Passage shown ▸

The school will be in the heart of the hamlet, across from Town Hall, and will fit the Adirondack environmental ethic, with solar panels, EV chargers and a pollinator garden. The property was originally envisioned as a potential location for affordable housing, and that plan is still operational. Smith said the development will include four lots for below-market-cost homes, that well be kept that way in perpetuity.
In the big picture, the center represents the importance of formative-year education, a field that has historically been associated with high expense, low pay and patchwork community coverage.
“The whole country needs to value the raising of children,” Brown said. “These are real human beings and we can have an important impact on their lives.”

Data segment ▸
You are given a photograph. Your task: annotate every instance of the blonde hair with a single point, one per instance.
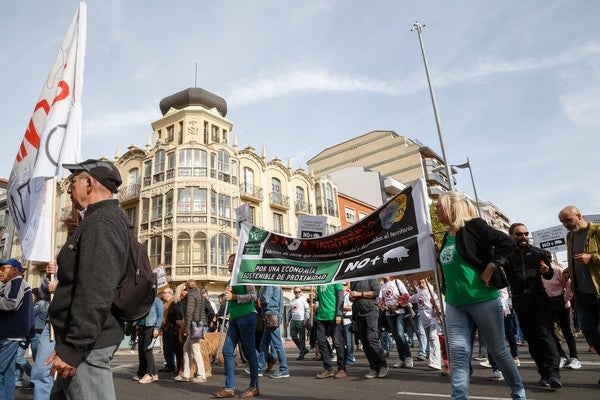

Work instruction 1 ▸ Translate this sentence from the passage about the new school into Spanish: "In the big picture, the center represents the importance of formative-year education, a field that has historically been associated with high expense, low pay and patchwork community coverage."
Work instruction 2 ▸ According to the passage about the new school, which features will help the school fit the Adirondack environmental ethic?
Work instruction 3 ▸ Repeat the passage about the new school word for word from "In the big picture, the" to "patchwork community coverage.".

Answer box 1 ▸ En términos generales, el centro representa la importancia de la educación en los años formativos, un campo que históricamente se ha asociado con costos elevados, salarios bajos y una cobertura comunitaria irregular.

Answer box 2 ▸ Solar panels, EV chargers and a pollinator garden.

Answer box 3 ▸
In the big picture, the center represents the importance of formative-year education, a field that has historically been associated with high expense, low pay and patchwork community coverage.